◆ Short task
Output everything in the data from the line containing "the woman's left" down to the line containing "column 73, row 248", both included, repeating each line as it stands.

◆ Exercise materials
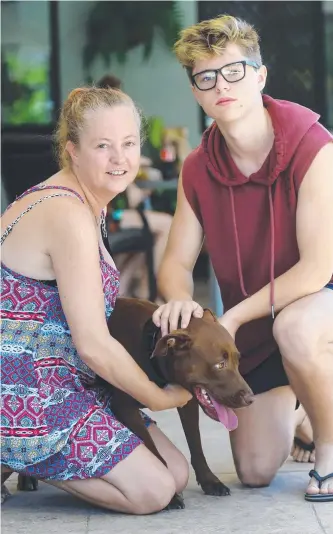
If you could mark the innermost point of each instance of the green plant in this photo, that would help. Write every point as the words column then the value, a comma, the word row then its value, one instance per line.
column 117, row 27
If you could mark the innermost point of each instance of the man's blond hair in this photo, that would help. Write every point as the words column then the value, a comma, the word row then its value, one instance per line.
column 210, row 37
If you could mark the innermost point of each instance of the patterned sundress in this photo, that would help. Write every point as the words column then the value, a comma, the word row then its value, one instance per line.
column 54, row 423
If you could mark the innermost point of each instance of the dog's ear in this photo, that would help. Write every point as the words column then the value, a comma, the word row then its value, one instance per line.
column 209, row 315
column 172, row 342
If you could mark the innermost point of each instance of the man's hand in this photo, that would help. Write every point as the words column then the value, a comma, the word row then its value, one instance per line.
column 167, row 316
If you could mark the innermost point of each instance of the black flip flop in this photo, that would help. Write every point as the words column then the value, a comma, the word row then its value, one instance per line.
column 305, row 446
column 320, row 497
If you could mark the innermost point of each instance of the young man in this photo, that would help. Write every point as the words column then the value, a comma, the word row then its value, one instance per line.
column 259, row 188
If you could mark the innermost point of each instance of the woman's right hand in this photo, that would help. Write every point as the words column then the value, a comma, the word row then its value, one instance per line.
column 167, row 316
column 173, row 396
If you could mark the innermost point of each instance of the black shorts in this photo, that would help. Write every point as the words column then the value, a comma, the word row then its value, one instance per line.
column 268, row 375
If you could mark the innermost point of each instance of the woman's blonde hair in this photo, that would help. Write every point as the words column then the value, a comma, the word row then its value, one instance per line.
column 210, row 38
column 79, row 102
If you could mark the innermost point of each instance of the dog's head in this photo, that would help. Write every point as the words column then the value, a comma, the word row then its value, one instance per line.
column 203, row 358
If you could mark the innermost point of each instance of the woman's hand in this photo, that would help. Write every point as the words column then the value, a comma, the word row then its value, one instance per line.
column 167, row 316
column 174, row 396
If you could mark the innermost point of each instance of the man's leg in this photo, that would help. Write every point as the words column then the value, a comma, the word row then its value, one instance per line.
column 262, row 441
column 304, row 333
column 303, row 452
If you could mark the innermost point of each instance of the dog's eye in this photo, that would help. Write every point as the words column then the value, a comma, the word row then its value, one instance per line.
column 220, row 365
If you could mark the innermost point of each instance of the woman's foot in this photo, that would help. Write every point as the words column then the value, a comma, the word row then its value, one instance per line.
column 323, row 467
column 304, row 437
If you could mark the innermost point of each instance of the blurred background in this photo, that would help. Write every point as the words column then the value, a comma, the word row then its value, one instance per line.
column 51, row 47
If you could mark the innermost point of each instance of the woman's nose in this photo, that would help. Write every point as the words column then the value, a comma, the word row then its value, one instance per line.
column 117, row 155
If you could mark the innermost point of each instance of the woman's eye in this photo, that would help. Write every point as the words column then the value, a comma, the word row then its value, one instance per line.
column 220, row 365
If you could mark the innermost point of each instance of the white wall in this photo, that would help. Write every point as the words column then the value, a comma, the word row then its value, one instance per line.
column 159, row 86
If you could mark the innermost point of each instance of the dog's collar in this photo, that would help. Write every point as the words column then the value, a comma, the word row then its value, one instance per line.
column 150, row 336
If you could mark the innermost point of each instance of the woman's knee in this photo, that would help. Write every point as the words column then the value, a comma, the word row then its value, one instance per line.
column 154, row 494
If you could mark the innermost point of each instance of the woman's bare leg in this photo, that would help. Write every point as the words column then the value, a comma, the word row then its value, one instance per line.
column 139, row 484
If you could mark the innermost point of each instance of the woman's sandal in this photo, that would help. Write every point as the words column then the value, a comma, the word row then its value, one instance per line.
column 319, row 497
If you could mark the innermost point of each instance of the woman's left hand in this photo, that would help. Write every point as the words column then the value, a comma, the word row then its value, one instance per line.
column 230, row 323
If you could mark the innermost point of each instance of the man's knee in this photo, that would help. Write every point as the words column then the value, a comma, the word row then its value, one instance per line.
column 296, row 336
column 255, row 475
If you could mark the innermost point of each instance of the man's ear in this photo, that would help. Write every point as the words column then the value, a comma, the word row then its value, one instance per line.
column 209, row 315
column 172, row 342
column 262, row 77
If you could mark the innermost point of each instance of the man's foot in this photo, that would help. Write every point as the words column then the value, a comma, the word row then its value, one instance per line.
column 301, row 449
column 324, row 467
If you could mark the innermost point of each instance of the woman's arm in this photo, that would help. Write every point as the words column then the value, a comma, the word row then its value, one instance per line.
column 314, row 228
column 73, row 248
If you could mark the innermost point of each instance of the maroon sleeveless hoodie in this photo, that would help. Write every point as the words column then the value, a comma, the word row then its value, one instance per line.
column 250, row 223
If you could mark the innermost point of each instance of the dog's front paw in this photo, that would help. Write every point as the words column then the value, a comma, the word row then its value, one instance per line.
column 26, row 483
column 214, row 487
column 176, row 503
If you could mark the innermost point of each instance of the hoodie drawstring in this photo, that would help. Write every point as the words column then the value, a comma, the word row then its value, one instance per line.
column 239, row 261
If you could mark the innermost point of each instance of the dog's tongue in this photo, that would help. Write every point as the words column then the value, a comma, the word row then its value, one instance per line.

◆ Exercise solution
If you could mark the innermost point of each instance of the woman's left hand in this photo, that would help. Write every point as the words column then the value, a comma, the word row then its value, one instance per line.
column 230, row 323
If you could mark the innermost point of each instance of the man's knee in this photo, that would help. Write every point as the words column then the value, a comma, the word row then its value, one instance per line.
column 296, row 336
column 255, row 475
If you could mark the innermost point of each instance of the man's ear in this photo, that would help. Write every point as the words column then the value, a comma, the word row then its value, one instance per line.
column 209, row 315
column 172, row 342
column 262, row 77
If you could mark the innermost point of each instance of the man's foot in this photo, that would help. Write every point as the words column then the value, a comma, the word row then its value, one instance per line.
column 301, row 449
column 324, row 467
If you could mark the innermost point of each instance of the woman's arm in this photo, that would help. Write every point as the words column then the value, a comma, the word row then its value, one instance per line.
column 314, row 228
column 73, row 248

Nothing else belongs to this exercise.